▶ **Task objective**
Write out the material exactly, leaving every picture behind.

# Start of Excerpted data

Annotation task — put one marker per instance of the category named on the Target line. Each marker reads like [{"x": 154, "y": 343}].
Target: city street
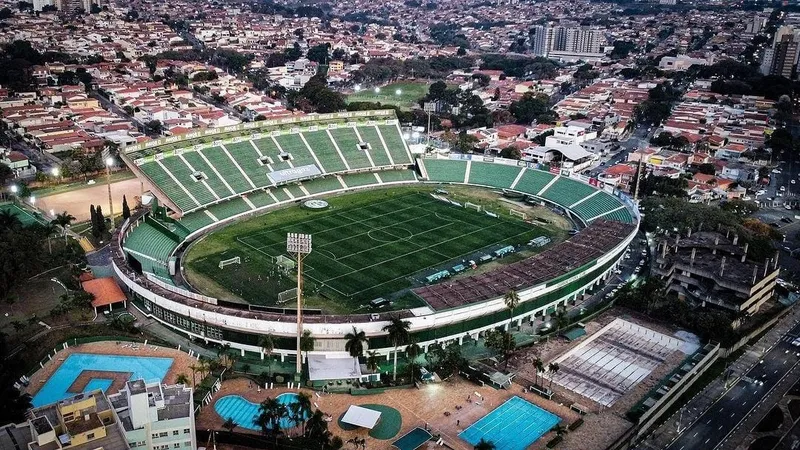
[{"x": 718, "y": 421}]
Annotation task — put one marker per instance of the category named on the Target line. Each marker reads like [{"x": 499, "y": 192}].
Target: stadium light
[
  {"x": 299, "y": 244},
  {"x": 110, "y": 162}
]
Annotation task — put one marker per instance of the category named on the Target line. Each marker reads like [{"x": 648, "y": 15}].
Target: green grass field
[
  {"x": 410, "y": 93},
  {"x": 366, "y": 245}
]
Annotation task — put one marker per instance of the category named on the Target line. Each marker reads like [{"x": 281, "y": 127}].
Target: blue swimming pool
[
  {"x": 514, "y": 425},
  {"x": 143, "y": 367},
  {"x": 244, "y": 412}
]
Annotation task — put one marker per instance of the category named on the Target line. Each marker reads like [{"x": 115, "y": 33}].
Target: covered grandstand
[{"x": 218, "y": 176}]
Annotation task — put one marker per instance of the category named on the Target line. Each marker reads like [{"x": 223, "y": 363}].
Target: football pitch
[{"x": 365, "y": 246}]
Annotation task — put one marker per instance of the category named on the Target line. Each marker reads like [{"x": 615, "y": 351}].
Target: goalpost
[
  {"x": 285, "y": 262},
  {"x": 473, "y": 206},
  {"x": 227, "y": 262},
  {"x": 519, "y": 214}
]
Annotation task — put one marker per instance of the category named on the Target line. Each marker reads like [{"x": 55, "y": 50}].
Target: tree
[
  {"x": 126, "y": 211},
  {"x": 553, "y": 368},
  {"x": 511, "y": 300},
  {"x": 398, "y": 335},
  {"x": 267, "y": 344},
  {"x": 355, "y": 342},
  {"x": 230, "y": 424},
  {"x": 5, "y": 174},
  {"x": 306, "y": 342},
  {"x": 483, "y": 444},
  {"x": 182, "y": 378}
]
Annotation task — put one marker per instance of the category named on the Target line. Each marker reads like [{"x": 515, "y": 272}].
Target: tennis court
[{"x": 514, "y": 425}]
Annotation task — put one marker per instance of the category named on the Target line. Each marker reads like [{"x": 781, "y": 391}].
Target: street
[{"x": 716, "y": 423}]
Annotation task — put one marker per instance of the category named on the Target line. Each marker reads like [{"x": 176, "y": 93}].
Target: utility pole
[{"x": 299, "y": 245}]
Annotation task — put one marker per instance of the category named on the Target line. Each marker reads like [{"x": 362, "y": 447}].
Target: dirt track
[{"x": 77, "y": 202}]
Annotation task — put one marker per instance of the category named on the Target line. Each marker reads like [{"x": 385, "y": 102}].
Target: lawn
[
  {"x": 410, "y": 94},
  {"x": 366, "y": 245}
]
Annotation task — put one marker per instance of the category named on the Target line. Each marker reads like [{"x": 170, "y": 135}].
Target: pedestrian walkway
[{"x": 694, "y": 408}]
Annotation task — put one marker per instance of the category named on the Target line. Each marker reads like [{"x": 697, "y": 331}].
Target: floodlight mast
[{"x": 299, "y": 245}]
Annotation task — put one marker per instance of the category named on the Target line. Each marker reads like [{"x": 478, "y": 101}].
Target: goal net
[
  {"x": 473, "y": 206},
  {"x": 519, "y": 214},
  {"x": 285, "y": 262},
  {"x": 285, "y": 296},
  {"x": 227, "y": 262}
]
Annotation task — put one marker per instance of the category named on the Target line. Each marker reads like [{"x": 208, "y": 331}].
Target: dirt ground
[
  {"x": 417, "y": 406},
  {"x": 180, "y": 364},
  {"x": 77, "y": 202}
]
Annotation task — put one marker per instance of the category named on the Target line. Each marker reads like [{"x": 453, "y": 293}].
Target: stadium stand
[
  {"x": 360, "y": 179},
  {"x": 379, "y": 153},
  {"x": 488, "y": 174},
  {"x": 394, "y": 143},
  {"x": 323, "y": 147},
  {"x": 229, "y": 172},
  {"x": 533, "y": 181},
  {"x": 566, "y": 191},
  {"x": 560, "y": 260},
  {"x": 348, "y": 144},
  {"x": 446, "y": 170}
]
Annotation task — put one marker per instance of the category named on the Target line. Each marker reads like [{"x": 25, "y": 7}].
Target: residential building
[
  {"x": 710, "y": 268},
  {"x": 155, "y": 416}
]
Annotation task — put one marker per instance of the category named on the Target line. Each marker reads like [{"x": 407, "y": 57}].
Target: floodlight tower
[{"x": 299, "y": 245}]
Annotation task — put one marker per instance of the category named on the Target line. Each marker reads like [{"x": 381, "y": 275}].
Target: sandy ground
[
  {"x": 77, "y": 202},
  {"x": 180, "y": 364},
  {"x": 417, "y": 406}
]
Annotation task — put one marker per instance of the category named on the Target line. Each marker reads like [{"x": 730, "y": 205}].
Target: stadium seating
[
  {"x": 320, "y": 185},
  {"x": 394, "y": 143},
  {"x": 260, "y": 199},
  {"x": 446, "y": 170},
  {"x": 227, "y": 170},
  {"x": 395, "y": 176},
  {"x": 565, "y": 191},
  {"x": 380, "y": 156},
  {"x": 496, "y": 175},
  {"x": 360, "y": 179},
  {"x": 148, "y": 240},
  {"x": 347, "y": 141},
  {"x": 294, "y": 145},
  {"x": 326, "y": 153},
  {"x": 596, "y": 205},
  {"x": 533, "y": 181},
  {"x": 229, "y": 208}
]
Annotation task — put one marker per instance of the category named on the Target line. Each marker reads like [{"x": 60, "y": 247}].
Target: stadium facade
[{"x": 211, "y": 178}]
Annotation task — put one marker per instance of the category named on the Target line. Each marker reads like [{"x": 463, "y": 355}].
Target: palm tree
[
  {"x": 536, "y": 363},
  {"x": 194, "y": 370},
  {"x": 553, "y": 368},
  {"x": 270, "y": 413},
  {"x": 182, "y": 379},
  {"x": 398, "y": 335},
  {"x": 230, "y": 424},
  {"x": 267, "y": 344},
  {"x": 512, "y": 301},
  {"x": 306, "y": 342},
  {"x": 372, "y": 361},
  {"x": 355, "y": 345},
  {"x": 485, "y": 445}
]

# End of Excerpted data

▶ **Solution below**
Annotation task — put one marker per instance of the category named on the Target line. Each marker reads like [{"x": 154, "y": 343}].
Target: city street
[{"x": 718, "y": 421}]
Annotation task — put one marker per instance of the category named on the Target line. Each marker reads like [{"x": 499, "y": 192}].
Target: stadium light
[
  {"x": 299, "y": 244},
  {"x": 110, "y": 162}
]
Annotation task — put one marker per instance of the category named on the Target line. Each marker reads like [{"x": 648, "y": 15}].
Target: green grass field
[
  {"x": 410, "y": 93},
  {"x": 366, "y": 245}
]
Annotation task — put one marker per instance of the category named on the Target line. Each marker reads like [{"x": 281, "y": 127}].
Target: blue swimming pool
[
  {"x": 514, "y": 425},
  {"x": 143, "y": 367},
  {"x": 244, "y": 412}
]
Annotation task — put one marker per instance of the category named on the Target line. Each marker reads like [{"x": 115, "y": 33}].
Target: covered grandstand
[{"x": 218, "y": 176}]
Annotation task — put one marker per instance of the category named on the Target line. Each marker reads like [{"x": 223, "y": 363}].
Target: football pitch
[{"x": 365, "y": 246}]
Annotation task — put one marker per instance of the category named on the Target line. Each marker reads like [{"x": 615, "y": 351}].
Target: goalpost
[
  {"x": 285, "y": 262},
  {"x": 473, "y": 206},
  {"x": 227, "y": 262},
  {"x": 519, "y": 214}
]
Annotation task — put one marker per instance of the category named on the Target line. Each marker reads like [{"x": 55, "y": 50}].
Target: tree
[
  {"x": 126, "y": 211},
  {"x": 553, "y": 368},
  {"x": 511, "y": 300},
  {"x": 398, "y": 335},
  {"x": 267, "y": 344},
  {"x": 355, "y": 342},
  {"x": 230, "y": 424},
  {"x": 5, "y": 174},
  {"x": 306, "y": 342},
  {"x": 483, "y": 444},
  {"x": 182, "y": 378}
]
Annotation task — put one marker per instance of the category named on the Target line. Each marker reads like [{"x": 515, "y": 272}].
Target: tennis court
[{"x": 514, "y": 425}]
Annotation task — put one marker per instance of the category named on the Target line. Each marker reads like [{"x": 781, "y": 391}].
Target: street
[{"x": 716, "y": 423}]
Annotation task — put one marker per instance of the category named on the Target line. Each marker reads like [{"x": 176, "y": 93}].
Target: utility pole
[{"x": 299, "y": 245}]
Annotation task — put one marker per instance of the category named on the Target line. Each marker reads like [{"x": 362, "y": 447}].
Target: dirt track
[{"x": 77, "y": 202}]
Annotation task — put one marker per instance of the category named on the Target line. Each marker reads like [{"x": 385, "y": 102}].
Target: lawn
[
  {"x": 410, "y": 94},
  {"x": 366, "y": 245}
]
Annotation task — put one marker per instance of the category named on the Target line. Each marker reads like [{"x": 170, "y": 135}].
Target: pedestrian walkway
[{"x": 694, "y": 408}]
Annotation task — put one marker per instance of the category named on the Target line. Each marker reads like [{"x": 697, "y": 331}].
Target: floodlight mast
[{"x": 299, "y": 245}]
Annotation task — put one marker per instance of the category named on the Target line. Each marker reads like [{"x": 478, "y": 101}].
Target: goal net
[
  {"x": 473, "y": 206},
  {"x": 519, "y": 214},
  {"x": 285, "y": 262},
  {"x": 285, "y": 296},
  {"x": 227, "y": 262}
]
Annotation task — put one marker per instance of the category named on the Target line. Each marker reads like [{"x": 208, "y": 331}].
Target: dirt ground
[
  {"x": 417, "y": 406},
  {"x": 180, "y": 364},
  {"x": 77, "y": 202}
]
Annotation task — put one marker per instance of the category named on the Target line. Each marker reads like [{"x": 453, "y": 293}].
Target: stadium stand
[
  {"x": 360, "y": 179},
  {"x": 379, "y": 153},
  {"x": 488, "y": 174},
  {"x": 394, "y": 143},
  {"x": 323, "y": 147},
  {"x": 229, "y": 172},
  {"x": 533, "y": 181},
  {"x": 566, "y": 191},
  {"x": 560, "y": 260},
  {"x": 348, "y": 144},
  {"x": 446, "y": 170}
]
Annotation task — put one marker per instance of the category named on the Target line. Each marker reads like [{"x": 25, "y": 7}].
Target: residential building
[
  {"x": 710, "y": 268},
  {"x": 155, "y": 416}
]
Annotation task — put one marker per instance of the category named on the Target line. Each marker reads like [{"x": 407, "y": 57}].
Target: floodlight tower
[{"x": 299, "y": 245}]
Annotation task — put one marker per instance of the category named on the Target line. Each marker reads like [{"x": 381, "y": 275}].
Target: sandy ground
[
  {"x": 77, "y": 202},
  {"x": 180, "y": 364},
  {"x": 417, "y": 406}
]
Annotation task — put one marker per instance of the category named on the Target line. Each marker reads like [{"x": 730, "y": 205}].
Target: stadium seating
[
  {"x": 320, "y": 185},
  {"x": 394, "y": 143},
  {"x": 260, "y": 199},
  {"x": 446, "y": 170},
  {"x": 227, "y": 170},
  {"x": 395, "y": 176},
  {"x": 565, "y": 191},
  {"x": 380, "y": 156},
  {"x": 496, "y": 175},
  {"x": 360, "y": 179},
  {"x": 148, "y": 240},
  {"x": 347, "y": 141},
  {"x": 294, "y": 145},
  {"x": 326, "y": 153},
  {"x": 596, "y": 205},
  {"x": 533, "y": 181},
  {"x": 229, "y": 208}
]
Annotation task — put one marker per instance of the category named on the Target line. Each marker reads like [{"x": 60, "y": 247}].
Target: stadium facade
[{"x": 211, "y": 178}]
Annotation task — put one marker per instance of the category named on the Target line. Each marker reads like [{"x": 463, "y": 355}].
Target: palm tree
[
  {"x": 536, "y": 363},
  {"x": 194, "y": 370},
  {"x": 553, "y": 368},
  {"x": 270, "y": 413},
  {"x": 182, "y": 379},
  {"x": 398, "y": 335},
  {"x": 230, "y": 424},
  {"x": 267, "y": 344},
  {"x": 512, "y": 301},
  {"x": 306, "y": 342},
  {"x": 372, "y": 361},
  {"x": 355, "y": 345},
  {"x": 485, "y": 445}
]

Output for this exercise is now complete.